§ **WHAT IS EXPECTED**
Write the data below out in full, exactly as it stands.

§ **STORED DATA**
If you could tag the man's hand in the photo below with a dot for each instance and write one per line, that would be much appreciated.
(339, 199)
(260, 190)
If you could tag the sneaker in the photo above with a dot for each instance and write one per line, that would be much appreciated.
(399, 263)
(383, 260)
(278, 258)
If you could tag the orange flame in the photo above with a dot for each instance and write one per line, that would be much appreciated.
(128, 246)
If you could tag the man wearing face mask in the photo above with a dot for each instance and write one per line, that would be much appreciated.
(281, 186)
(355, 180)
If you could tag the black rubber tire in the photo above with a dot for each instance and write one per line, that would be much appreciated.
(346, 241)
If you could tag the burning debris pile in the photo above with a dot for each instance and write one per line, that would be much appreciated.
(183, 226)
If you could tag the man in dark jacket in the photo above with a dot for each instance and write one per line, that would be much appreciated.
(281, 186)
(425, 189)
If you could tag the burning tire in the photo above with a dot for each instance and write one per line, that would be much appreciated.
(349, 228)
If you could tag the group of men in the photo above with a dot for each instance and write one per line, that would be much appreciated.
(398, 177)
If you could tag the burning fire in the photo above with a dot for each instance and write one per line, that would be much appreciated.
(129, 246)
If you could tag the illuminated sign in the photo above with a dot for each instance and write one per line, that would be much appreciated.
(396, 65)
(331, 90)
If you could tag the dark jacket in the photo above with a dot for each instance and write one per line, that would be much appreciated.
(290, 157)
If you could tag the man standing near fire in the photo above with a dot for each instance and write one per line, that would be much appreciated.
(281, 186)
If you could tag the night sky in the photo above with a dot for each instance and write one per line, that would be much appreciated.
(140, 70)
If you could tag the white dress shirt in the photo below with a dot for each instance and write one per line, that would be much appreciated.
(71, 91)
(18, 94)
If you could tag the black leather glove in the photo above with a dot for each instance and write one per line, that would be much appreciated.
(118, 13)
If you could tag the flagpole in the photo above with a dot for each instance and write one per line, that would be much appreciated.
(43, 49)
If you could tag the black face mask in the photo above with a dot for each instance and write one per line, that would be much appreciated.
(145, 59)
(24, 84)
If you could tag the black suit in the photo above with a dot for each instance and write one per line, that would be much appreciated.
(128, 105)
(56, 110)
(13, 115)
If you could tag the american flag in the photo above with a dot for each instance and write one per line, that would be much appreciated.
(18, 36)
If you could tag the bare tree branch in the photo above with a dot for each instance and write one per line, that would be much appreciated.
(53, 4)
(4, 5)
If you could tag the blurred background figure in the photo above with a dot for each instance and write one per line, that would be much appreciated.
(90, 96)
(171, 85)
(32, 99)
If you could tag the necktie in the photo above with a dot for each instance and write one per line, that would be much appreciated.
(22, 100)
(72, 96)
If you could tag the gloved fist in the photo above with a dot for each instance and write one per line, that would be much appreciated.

§ **REPLY**
If you could tag the man's hand in the photo below with a dot for each instance and write one per line, that would be much appreciated.
(339, 199)
(260, 190)
If you could tag the sneaker in the photo above with a dot for each instance and write one per line, that would be much appreciated.
(399, 263)
(383, 260)
(278, 258)
If you could tag the orange flame in the photo above with a dot for each instance and write one per line, that would be much appreciated.
(128, 246)
If you could tag the man wearing face mask in the photo above with a dot for each instance and write one per line, that would be much appreciated.
(281, 186)
(355, 180)
If you could tag the black rubber tire in the photo above with a dot for each instance and write one per line, that would be much appreciated.
(346, 241)
If you could tag the burning debris pile in the photo above with a dot for each instance and write one per line, that would be much appreciated.
(183, 226)
If you could tag the man in dark jacket in the photo above with a dot for each instance and write one per line, that would be much appreciated.
(281, 186)
(425, 189)
If you could tag the burning tire in the photo above with a dot for each instance and write one per line, that would be much appreciated.
(349, 228)
If you could tag the group of men in the photo above with a dot for each instance and write one per line, that would be much appreciated.
(398, 177)
If you could tag the burning fire in the photo above with a dot for each instance and write one per line, that would be much appreciated.
(129, 246)
If you could tag the illuminated sign in the photo above with a dot for each instance and write one per line, that would be much appreciated.
(396, 65)
(331, 90)
If you could tag the dark jacket in the photo above with a dot for each instance and write one per line, that would be much appreciated.
(290, 157)
If you could tag the man standing near fire in the photo above with a dot for each instance and write one per line, that would be much appreciated.
(281, 186)
If you could tag the night sky in the photo above with a dot for each instance and write one per line, that would be much appreciated.
(140, 70)
If you could tag the white dress shirt in the photo below with a dot for each instance and write one per line, that would be much appreciated.
(71, 91)
(18, 94)
If you could tag the black leather glove in the photo above with a dot for each instance and write one per line, that would be much appreciated.
(118, 13)
If you could tag the flagpole in the photo above with a dot for each instance and write one per line, that would be much appreciated.
(43, 49)
If you could tag the black face mask in the photo above with a dot for each instance and write one per line, that would be much appreciated.
(145, 59)
(24, 84)
If you could tag the black suit in the photo above with a dot for each instance and write one per line, that would be much appreciated.
(128, 105)
(56, 110)
(13, 115)
If you could tag the american flag in the photo above with a dot for each instance and write one per line, that would be much appreciated.
(18, 36)
If you could tag the bare tree branch in the photo above with a dot for each instance and write one per line, that would be much appreciated.
(53, 4)
(4, 5)
If you could tag the blurred background figure in the photo above with a dot for each instance and write one per line, that would be much appreciated.
(90, 96)
(171, 85)
(32, 99)
If you could tag the necktie in the photo above with a dot for each instance and write one per line, that would be much appreciated.
(22, 100)
(72, 96)
If you could tag the gloved fist in the photo above with a dot for each instance and write one per line, that would be much appreciated.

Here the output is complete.